* Trecho fornecido *
----

Por sua vez, Washington Cucurto, outro autor nascido em um município da Grande Buenos ­Aires, revela a presença dos pobres que circulam pela cidade e focaliza os territórios invisibilizados do urbano a partir das novas poéticas transmidiais, destacando-se, no seu caso, as marcas deixadas no texto literário pela leitura de histórias em quadrinhos, algo bastante presente no processo formativo do autor.

----

* Exercício proposto *
No trecho sobre Washington Cucurto, edite tudo o que vai de "Por sua vez, Washington" até "formativo do autor.", trocando "pobres" por "marginalizados". Os dados abaixo são dispensáveis.

* Registros extraídos de uma coleção *

----

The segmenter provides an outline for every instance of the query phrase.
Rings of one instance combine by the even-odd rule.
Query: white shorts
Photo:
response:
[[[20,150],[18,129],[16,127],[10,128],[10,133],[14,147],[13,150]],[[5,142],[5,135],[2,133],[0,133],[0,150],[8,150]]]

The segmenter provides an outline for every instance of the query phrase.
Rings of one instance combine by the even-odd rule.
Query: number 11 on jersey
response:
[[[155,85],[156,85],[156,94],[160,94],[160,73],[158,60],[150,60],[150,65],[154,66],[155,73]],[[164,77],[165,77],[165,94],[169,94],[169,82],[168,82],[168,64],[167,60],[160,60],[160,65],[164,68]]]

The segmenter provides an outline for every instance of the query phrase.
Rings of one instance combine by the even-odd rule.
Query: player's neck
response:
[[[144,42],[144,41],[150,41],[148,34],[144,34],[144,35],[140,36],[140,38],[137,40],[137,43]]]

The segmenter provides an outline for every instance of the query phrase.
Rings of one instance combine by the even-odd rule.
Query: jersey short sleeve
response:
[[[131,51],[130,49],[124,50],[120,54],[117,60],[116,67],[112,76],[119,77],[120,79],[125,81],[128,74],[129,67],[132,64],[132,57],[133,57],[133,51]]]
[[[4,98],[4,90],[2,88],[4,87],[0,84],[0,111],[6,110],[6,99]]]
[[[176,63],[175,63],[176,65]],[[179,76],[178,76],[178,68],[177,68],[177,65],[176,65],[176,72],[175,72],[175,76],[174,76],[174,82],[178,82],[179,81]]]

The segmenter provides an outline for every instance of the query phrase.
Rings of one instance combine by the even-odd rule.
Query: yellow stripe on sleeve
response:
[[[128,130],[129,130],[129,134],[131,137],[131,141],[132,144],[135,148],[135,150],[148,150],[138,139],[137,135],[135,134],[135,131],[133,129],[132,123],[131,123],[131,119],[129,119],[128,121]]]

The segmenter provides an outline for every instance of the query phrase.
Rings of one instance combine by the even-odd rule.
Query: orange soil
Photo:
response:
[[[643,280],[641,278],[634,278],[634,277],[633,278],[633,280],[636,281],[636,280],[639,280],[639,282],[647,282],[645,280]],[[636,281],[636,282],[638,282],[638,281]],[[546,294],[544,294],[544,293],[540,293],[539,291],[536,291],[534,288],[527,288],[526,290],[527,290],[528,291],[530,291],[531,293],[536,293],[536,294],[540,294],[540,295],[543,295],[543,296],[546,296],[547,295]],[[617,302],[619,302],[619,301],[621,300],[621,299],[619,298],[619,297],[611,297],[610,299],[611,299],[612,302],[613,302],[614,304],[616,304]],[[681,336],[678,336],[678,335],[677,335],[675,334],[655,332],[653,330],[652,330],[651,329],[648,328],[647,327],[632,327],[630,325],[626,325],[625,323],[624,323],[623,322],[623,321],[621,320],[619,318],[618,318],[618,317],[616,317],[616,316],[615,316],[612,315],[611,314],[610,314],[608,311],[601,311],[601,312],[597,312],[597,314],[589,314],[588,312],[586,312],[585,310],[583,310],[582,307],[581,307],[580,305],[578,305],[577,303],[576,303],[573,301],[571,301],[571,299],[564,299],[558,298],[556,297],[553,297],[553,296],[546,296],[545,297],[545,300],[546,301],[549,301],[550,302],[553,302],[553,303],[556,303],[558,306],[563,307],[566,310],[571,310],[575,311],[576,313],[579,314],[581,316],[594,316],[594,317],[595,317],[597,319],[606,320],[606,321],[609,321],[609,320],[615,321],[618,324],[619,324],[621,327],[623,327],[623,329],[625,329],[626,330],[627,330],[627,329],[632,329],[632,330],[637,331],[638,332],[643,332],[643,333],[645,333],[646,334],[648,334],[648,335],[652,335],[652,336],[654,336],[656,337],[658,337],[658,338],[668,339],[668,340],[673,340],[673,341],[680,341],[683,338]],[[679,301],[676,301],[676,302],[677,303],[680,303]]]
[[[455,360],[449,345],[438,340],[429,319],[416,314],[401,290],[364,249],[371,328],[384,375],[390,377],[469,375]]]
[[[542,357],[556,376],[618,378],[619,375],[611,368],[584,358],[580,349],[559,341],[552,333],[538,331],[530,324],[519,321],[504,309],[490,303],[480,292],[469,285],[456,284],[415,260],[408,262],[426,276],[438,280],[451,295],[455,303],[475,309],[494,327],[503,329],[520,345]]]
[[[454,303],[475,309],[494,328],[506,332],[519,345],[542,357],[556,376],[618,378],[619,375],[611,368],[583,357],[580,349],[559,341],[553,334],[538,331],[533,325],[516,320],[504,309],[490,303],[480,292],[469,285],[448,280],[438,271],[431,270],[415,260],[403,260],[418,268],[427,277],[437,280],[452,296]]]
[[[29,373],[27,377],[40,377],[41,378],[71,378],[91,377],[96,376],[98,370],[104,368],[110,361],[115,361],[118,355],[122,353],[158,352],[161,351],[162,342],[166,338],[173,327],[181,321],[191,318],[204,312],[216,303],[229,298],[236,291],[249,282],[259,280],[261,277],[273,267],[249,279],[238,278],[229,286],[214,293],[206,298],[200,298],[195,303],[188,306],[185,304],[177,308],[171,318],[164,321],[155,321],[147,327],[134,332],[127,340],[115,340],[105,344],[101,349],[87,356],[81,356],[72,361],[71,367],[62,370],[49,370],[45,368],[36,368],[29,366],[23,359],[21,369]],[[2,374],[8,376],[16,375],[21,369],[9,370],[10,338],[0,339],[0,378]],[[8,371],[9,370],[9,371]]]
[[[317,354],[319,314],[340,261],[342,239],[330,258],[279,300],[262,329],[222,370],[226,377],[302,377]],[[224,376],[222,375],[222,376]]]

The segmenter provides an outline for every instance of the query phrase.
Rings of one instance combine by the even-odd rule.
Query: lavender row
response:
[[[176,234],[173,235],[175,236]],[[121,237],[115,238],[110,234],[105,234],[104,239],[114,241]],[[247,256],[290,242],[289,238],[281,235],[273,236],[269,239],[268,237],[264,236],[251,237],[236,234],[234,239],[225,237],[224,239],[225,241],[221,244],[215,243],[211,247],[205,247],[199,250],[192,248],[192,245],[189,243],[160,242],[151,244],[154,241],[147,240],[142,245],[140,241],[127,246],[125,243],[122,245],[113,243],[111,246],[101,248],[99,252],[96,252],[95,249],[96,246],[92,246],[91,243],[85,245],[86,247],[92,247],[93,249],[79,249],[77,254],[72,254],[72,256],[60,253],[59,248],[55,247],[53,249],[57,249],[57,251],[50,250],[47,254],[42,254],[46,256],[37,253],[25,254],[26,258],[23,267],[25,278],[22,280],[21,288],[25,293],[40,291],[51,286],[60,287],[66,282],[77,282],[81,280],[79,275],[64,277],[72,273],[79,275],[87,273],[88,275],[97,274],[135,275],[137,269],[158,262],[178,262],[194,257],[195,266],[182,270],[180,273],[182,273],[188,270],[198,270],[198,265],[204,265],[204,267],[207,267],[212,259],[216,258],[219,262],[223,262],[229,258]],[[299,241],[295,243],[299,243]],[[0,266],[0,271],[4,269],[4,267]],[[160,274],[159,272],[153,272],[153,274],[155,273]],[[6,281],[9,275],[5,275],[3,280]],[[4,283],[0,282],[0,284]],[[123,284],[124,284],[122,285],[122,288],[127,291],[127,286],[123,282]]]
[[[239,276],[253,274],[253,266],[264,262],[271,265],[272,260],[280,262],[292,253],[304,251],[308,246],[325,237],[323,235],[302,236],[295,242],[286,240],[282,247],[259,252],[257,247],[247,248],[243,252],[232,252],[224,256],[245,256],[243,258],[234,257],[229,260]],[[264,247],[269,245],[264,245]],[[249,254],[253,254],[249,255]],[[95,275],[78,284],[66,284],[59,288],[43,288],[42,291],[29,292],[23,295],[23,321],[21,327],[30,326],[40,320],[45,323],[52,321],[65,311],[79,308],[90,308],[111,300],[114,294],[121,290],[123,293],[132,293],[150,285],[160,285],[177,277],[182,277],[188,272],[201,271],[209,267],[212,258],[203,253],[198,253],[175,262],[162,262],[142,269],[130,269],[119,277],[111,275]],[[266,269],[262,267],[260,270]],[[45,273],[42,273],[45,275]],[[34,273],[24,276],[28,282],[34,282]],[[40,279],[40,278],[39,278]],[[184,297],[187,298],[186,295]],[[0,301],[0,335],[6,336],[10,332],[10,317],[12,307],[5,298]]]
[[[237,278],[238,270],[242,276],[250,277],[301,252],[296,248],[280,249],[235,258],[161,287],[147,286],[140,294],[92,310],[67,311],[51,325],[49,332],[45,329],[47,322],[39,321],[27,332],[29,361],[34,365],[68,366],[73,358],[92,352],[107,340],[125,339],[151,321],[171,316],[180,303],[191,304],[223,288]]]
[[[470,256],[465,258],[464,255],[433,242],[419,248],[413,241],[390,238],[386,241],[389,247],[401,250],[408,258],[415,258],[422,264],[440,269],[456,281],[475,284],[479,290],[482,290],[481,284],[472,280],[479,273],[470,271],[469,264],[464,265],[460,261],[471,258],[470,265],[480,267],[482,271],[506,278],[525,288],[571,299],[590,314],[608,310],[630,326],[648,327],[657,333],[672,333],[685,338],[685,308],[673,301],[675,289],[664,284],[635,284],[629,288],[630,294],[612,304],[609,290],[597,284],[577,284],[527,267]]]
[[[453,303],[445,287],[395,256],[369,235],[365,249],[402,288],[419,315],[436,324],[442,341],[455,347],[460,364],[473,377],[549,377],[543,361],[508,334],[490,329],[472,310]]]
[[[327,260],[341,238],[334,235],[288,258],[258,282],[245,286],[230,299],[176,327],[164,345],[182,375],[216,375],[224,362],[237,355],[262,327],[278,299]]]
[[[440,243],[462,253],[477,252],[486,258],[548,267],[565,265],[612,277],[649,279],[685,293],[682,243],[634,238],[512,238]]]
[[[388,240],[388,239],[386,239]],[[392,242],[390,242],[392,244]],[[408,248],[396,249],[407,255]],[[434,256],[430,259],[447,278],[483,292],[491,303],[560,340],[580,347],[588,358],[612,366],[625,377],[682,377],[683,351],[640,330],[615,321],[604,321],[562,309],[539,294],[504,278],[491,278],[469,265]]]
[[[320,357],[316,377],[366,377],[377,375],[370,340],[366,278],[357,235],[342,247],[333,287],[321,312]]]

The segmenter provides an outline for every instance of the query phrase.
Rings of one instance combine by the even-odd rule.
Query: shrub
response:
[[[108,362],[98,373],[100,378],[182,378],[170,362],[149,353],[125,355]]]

----

* Resposta *
Por sua vez, Washington Cucurto, outro autor nascido em um município da Grande Buenos ­Aires, revela a presença dos marginalizados que circulam pela cidade e focaliza os territórios invisibilizados do urbano a partir das novas poéticas transmidiais, destacando-se, no seu caso, as marcas deixadas no texto literário pela leitura de histórias em quadrinhos, algo bastante presente no processo formativo do autor.